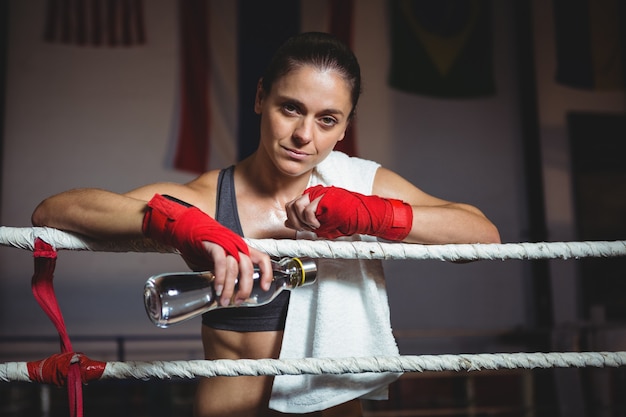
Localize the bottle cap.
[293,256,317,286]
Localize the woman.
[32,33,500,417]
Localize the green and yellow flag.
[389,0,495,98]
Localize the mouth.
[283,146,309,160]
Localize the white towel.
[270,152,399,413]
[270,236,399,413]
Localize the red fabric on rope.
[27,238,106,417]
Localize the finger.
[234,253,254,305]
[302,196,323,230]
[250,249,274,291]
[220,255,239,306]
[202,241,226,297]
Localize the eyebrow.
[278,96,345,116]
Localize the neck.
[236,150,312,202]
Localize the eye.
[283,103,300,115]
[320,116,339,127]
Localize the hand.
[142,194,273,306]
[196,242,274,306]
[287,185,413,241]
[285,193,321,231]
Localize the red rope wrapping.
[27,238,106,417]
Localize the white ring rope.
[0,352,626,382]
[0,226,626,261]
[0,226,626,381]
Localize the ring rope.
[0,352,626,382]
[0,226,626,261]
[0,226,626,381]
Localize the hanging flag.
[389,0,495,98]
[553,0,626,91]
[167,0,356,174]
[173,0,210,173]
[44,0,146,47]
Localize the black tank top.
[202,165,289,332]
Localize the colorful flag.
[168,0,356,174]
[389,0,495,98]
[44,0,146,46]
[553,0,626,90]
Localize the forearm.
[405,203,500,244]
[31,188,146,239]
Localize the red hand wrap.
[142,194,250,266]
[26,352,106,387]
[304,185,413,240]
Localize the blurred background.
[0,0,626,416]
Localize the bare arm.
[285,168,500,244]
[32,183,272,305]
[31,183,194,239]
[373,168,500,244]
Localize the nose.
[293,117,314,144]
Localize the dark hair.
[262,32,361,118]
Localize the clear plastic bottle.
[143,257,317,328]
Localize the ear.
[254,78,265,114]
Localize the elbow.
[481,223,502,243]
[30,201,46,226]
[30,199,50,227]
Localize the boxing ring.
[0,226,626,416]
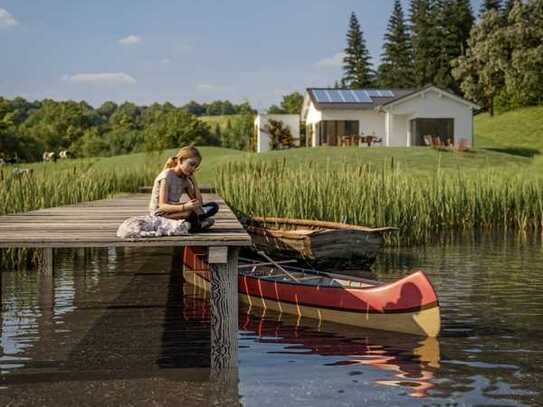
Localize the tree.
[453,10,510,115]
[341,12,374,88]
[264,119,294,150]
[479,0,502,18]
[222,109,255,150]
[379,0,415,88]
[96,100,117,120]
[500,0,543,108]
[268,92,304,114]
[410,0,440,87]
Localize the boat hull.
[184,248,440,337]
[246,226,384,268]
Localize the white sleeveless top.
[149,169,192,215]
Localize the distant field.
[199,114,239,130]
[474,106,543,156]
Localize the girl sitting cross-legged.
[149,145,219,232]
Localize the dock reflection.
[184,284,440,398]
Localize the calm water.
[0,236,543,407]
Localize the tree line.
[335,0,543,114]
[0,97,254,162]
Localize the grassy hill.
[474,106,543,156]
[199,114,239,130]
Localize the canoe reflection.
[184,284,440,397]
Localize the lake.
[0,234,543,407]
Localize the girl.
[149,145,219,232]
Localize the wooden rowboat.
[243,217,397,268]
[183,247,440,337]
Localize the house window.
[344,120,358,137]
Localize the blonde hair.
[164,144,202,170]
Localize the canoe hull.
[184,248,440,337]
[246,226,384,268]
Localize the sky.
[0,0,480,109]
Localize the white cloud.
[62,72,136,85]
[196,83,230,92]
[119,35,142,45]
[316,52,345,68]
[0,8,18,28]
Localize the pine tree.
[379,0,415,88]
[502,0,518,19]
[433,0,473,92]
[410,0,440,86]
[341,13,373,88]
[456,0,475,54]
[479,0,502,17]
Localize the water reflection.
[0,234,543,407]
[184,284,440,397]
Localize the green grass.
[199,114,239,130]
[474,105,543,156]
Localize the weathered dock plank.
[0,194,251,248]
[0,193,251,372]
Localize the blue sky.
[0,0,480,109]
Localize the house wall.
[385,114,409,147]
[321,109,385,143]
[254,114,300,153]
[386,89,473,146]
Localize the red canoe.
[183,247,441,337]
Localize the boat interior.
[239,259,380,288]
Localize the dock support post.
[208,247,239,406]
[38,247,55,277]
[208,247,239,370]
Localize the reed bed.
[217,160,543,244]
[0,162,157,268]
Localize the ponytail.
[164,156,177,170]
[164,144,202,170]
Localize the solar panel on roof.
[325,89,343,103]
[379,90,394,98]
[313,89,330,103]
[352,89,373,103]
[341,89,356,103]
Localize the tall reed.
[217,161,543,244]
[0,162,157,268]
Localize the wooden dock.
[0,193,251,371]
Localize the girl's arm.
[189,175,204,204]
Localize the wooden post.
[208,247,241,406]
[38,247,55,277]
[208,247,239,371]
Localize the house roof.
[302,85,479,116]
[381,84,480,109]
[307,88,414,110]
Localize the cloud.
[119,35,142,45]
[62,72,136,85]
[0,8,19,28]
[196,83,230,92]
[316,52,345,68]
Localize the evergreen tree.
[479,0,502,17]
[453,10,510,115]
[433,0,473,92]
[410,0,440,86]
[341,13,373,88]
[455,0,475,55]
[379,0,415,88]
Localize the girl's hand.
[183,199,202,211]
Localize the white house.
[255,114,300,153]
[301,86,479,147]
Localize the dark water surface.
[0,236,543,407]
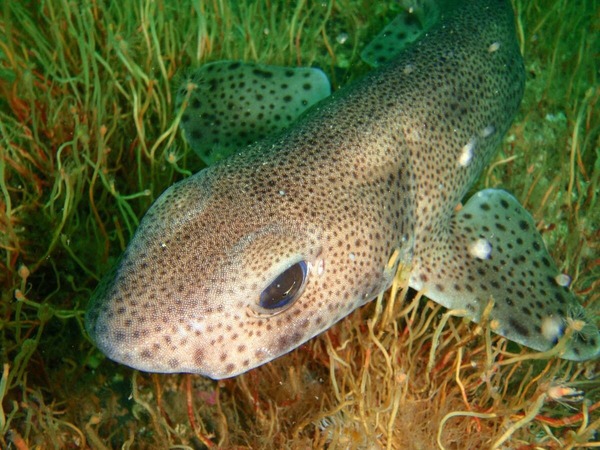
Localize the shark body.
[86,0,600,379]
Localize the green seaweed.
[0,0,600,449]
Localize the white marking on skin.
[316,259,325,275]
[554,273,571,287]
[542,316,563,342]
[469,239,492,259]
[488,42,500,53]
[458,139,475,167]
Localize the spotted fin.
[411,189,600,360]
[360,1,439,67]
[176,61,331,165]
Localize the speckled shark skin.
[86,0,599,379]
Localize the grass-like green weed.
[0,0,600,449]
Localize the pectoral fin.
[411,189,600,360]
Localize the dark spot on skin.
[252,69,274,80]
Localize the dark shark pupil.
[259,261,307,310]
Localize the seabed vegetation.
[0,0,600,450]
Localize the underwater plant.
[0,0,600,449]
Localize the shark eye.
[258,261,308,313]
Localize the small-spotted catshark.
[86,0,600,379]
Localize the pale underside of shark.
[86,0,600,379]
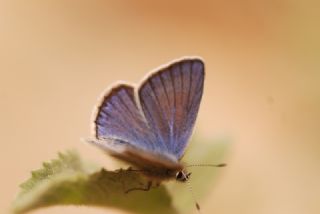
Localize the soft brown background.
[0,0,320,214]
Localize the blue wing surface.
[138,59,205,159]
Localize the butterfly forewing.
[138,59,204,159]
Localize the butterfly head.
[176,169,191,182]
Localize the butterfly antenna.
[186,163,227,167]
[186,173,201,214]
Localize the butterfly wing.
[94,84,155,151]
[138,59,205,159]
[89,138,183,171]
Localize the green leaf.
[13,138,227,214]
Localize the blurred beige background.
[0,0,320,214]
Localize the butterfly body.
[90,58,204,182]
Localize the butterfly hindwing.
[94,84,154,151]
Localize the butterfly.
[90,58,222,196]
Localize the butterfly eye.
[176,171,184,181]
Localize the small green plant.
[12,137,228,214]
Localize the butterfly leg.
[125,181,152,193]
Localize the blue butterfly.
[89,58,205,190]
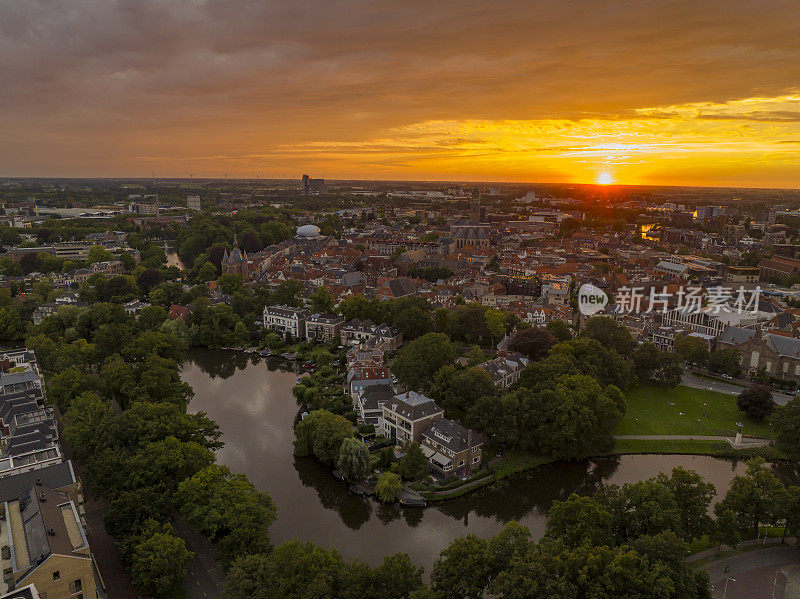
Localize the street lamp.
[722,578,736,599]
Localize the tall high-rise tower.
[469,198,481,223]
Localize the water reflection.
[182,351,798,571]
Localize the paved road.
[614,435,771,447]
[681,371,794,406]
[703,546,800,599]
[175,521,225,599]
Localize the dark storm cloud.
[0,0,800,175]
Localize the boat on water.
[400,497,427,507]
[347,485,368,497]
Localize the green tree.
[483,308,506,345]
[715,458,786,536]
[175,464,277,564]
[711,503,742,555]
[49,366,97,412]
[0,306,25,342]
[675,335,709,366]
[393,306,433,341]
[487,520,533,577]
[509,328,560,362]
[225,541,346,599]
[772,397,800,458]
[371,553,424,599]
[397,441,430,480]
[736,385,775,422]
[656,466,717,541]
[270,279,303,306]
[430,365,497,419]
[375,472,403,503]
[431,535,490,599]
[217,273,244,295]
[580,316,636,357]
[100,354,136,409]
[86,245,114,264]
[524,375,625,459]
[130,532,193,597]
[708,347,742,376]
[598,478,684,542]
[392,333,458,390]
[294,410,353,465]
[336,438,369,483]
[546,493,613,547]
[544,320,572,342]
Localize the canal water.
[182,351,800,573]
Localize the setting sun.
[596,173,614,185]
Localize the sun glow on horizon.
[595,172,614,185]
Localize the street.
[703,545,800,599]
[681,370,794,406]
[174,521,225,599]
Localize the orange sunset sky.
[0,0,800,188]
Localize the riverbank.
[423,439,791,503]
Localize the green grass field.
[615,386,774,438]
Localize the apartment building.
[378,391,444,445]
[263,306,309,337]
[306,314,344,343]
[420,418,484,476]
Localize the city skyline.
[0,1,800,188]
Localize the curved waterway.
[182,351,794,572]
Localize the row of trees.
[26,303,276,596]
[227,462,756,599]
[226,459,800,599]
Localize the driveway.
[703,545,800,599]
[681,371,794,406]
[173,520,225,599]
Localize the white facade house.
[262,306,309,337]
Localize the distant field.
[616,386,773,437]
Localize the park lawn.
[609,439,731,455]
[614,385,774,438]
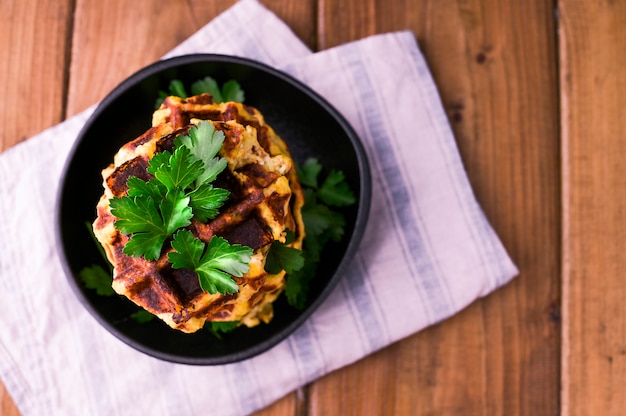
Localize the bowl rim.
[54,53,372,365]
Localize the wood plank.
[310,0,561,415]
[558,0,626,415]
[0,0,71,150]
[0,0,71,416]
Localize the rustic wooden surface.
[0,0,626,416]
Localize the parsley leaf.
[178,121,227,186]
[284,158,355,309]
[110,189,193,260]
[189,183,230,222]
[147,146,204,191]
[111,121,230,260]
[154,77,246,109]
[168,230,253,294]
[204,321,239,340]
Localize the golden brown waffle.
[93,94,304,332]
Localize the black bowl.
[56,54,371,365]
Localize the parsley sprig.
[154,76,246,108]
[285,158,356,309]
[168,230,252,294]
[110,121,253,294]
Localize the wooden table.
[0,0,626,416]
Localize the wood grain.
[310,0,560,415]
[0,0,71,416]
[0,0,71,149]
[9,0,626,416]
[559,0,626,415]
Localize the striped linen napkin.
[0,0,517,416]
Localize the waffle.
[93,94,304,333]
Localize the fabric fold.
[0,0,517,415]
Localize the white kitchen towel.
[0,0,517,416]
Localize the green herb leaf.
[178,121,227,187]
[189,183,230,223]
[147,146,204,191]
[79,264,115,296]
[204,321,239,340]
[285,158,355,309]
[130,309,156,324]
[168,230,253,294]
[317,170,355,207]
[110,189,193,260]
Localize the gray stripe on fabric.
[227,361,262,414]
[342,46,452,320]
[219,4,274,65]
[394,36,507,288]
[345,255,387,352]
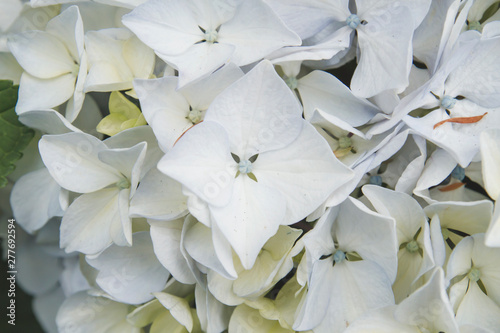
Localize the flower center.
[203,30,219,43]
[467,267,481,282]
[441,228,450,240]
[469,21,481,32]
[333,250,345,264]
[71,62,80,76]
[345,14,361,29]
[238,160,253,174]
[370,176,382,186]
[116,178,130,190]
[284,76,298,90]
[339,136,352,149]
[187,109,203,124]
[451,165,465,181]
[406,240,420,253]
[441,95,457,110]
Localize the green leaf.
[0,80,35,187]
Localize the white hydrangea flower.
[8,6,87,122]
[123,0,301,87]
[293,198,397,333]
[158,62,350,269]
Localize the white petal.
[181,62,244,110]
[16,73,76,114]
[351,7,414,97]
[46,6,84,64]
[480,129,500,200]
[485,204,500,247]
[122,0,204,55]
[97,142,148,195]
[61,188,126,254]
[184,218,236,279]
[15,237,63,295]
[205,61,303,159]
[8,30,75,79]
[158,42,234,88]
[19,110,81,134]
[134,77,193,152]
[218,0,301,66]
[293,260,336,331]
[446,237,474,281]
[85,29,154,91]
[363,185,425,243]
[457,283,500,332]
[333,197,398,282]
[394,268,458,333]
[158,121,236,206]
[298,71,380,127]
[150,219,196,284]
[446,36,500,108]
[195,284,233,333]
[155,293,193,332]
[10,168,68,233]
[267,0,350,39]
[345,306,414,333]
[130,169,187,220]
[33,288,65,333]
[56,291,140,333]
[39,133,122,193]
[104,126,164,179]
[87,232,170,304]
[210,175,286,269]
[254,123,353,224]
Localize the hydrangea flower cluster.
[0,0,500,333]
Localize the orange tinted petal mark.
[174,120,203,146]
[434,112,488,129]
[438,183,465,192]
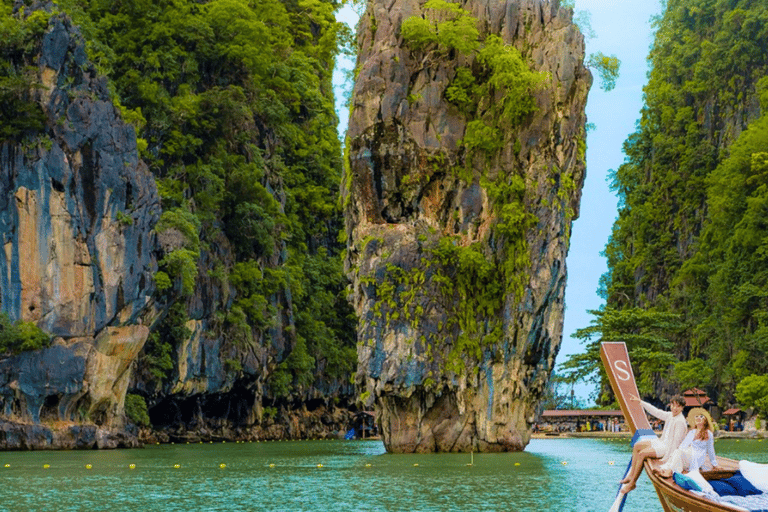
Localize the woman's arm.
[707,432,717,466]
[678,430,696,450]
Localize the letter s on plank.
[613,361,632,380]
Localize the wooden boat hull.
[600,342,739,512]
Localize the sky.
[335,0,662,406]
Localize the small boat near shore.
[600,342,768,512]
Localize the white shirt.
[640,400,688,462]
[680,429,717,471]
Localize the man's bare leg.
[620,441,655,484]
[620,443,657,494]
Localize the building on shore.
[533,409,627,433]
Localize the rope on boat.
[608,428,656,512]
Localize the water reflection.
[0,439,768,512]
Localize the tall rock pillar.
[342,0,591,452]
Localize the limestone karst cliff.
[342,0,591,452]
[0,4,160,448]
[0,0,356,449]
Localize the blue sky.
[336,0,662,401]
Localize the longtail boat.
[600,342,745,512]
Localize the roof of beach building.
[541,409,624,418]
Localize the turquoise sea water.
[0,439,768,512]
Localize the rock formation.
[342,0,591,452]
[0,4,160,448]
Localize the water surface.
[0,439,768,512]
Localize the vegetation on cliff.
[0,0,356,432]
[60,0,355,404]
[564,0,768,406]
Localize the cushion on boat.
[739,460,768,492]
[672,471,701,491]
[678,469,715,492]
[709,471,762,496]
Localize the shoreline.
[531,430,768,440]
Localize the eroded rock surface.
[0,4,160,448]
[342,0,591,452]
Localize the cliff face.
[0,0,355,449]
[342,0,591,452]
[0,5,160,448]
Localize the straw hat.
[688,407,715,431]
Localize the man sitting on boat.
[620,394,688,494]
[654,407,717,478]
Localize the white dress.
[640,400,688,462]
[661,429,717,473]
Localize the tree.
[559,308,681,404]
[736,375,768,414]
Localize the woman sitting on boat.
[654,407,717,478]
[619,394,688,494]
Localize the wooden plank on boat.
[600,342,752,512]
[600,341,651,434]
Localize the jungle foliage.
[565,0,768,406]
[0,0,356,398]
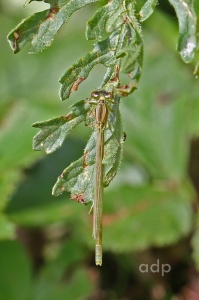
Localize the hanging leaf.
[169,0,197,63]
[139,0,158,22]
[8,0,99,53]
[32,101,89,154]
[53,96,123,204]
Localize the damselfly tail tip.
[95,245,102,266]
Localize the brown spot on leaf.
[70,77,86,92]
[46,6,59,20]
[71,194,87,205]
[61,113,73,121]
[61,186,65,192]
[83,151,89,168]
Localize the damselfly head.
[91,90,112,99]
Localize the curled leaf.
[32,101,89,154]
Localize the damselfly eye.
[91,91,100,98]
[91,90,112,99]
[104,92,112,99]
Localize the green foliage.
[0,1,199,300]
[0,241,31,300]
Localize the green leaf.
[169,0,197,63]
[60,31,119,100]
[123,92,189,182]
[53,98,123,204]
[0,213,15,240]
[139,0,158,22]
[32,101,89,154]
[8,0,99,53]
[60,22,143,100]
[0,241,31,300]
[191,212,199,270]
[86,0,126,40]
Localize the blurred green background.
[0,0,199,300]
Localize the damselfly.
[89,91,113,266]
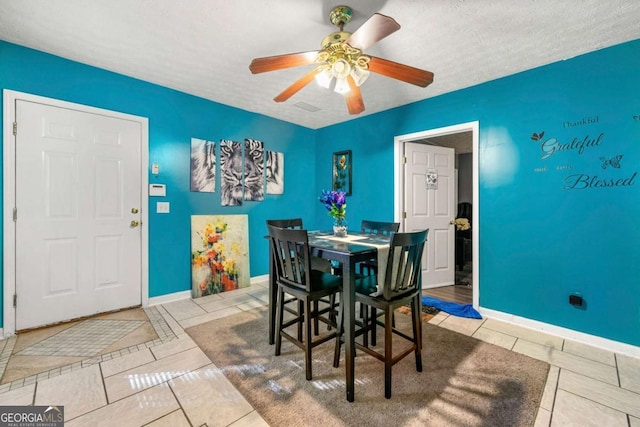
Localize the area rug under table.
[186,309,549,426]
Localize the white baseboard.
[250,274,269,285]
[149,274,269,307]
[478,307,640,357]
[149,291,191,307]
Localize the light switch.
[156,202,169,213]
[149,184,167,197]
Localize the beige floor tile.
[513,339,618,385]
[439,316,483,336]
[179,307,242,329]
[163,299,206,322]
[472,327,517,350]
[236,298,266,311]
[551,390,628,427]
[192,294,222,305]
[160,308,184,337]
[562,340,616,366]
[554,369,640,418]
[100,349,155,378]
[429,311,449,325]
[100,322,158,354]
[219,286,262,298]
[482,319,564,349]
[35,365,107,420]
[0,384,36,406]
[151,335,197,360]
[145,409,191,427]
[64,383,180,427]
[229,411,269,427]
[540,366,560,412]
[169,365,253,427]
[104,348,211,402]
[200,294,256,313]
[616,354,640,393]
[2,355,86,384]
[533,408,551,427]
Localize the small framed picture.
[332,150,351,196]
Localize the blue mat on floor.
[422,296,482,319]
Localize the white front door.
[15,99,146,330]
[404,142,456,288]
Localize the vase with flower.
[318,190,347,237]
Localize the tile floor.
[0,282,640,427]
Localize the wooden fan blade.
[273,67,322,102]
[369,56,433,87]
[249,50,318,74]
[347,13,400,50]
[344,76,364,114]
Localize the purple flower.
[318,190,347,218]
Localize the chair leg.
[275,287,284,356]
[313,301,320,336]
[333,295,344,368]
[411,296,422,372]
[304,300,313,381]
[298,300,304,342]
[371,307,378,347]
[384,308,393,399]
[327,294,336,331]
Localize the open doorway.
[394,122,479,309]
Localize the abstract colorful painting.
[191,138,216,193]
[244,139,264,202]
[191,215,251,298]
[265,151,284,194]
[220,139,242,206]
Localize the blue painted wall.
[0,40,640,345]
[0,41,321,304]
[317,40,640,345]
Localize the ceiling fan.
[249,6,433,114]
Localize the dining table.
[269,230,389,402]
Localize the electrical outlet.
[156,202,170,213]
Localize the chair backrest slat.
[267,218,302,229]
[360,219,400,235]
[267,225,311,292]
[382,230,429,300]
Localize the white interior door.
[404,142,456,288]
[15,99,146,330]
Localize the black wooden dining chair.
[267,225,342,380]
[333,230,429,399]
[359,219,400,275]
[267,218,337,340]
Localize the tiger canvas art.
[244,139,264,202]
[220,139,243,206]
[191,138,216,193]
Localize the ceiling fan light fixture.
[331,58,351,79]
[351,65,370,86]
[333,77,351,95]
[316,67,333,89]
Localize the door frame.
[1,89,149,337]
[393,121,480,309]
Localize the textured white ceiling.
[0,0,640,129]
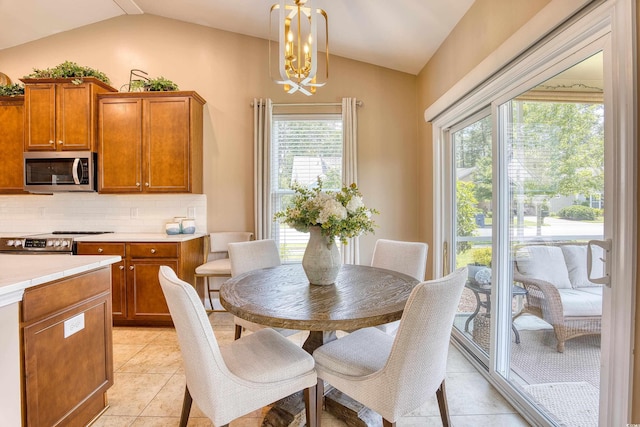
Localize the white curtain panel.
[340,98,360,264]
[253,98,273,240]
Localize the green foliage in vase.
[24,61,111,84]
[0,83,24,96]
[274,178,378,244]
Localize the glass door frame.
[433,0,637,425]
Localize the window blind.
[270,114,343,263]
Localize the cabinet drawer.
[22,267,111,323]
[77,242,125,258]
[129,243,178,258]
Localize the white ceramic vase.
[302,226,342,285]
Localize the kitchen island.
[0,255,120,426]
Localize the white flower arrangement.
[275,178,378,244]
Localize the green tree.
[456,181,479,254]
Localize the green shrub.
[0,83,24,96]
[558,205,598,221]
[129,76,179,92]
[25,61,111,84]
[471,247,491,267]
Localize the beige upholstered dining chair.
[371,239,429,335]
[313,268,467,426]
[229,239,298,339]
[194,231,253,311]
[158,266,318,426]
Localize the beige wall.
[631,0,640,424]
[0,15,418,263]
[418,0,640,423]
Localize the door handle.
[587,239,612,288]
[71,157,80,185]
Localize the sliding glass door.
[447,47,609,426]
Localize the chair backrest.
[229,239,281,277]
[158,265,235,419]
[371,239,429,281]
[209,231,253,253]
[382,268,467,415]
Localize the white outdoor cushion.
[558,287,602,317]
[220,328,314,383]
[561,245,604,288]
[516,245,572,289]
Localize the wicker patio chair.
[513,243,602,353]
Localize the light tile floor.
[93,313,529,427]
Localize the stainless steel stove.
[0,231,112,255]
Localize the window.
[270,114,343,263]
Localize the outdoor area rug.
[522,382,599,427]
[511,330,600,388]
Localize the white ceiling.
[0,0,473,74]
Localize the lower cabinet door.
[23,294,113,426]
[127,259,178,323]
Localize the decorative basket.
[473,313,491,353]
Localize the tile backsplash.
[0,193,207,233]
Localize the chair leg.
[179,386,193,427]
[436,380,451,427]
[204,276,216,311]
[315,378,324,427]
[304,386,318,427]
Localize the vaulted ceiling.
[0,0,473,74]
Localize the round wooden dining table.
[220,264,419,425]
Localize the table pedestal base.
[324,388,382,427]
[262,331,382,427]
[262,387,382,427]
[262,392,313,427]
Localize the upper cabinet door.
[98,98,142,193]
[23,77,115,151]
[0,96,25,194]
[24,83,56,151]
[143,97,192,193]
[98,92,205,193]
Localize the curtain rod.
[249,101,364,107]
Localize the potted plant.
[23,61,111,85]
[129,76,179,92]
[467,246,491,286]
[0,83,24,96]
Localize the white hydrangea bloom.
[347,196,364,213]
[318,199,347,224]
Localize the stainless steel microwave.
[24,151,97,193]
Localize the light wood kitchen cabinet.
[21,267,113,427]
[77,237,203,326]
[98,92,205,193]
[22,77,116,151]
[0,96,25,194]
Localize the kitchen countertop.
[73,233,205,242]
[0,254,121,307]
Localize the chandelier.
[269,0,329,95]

**Challenge:** Reproduce the entries above word for word, from the line containing "Localize the butterfly antenna." through the line containing "[347,485,368,497]", with both of those lines included. Leave the pictures out of your answer.

**Full solution:**
Localize the butterfly antenna.
[186,163,227,167]
[186,173,201,214]
Localize the butterfly wing.
[94,84,155,151]
[138,59,205,159]
[89,138,183,171]
Localize the green leaf.
[13,138,227,214]
Localize the blurred beige background.
[0,0,320,214]
Localize the butterfly body.
[90,58,204,182]
Localize the butterfly hindwing.
[94,84,154,151]
Localize the butterfly.
[90,58,222,196]
Localize the butterfly eye.
[176,171,184,181]
Localize the small green plant.
[12,137,228,214]
Localize the butterfly leg.
[125,181,152,193]
Localize the blue butterfly.
[89,58,205,190]
Localize the street lamp.
[722,578,736,599]
Localize the tall high-rise tower.
[469,198,481,223]
Localize the water reflection.
[182,351,798,571]
Localize the paved road.
[614,435,771,447]
[681,371,794,406]
[703,546,800,599]
[175,521,225,599]
Localize the dark storm cloud.
[0,0,800,175]
Localize the boat on water.
[400,497,427,507]
[347,485,368,497]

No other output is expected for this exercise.